> _Brief_
Using the records underneath, tally the lines where the word "backdrop" appears and please give only the count.

> _Materials provided_
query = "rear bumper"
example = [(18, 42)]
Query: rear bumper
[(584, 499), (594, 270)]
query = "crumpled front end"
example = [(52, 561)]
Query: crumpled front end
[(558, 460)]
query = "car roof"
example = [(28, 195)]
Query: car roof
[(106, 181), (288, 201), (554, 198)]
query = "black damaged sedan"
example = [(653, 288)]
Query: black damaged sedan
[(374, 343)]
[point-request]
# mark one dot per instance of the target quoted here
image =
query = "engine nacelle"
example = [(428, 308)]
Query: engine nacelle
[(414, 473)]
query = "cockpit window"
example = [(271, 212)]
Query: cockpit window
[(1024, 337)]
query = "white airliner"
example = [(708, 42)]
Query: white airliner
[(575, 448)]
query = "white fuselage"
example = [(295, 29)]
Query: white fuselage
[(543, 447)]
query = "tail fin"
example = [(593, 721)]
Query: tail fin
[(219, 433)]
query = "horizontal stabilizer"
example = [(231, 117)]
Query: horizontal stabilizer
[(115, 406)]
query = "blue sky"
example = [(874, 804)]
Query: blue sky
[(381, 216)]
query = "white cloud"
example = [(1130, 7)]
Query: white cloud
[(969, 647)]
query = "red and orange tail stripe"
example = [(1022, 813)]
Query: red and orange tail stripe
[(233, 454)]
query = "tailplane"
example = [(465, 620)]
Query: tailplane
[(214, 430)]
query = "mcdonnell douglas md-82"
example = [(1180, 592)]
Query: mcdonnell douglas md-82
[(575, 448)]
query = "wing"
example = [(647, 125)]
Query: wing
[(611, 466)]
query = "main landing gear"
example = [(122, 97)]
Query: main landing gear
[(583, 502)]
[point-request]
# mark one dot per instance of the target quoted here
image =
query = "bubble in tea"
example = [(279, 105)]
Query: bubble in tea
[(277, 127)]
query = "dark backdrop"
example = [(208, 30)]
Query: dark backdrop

> _Solution to the problem_
2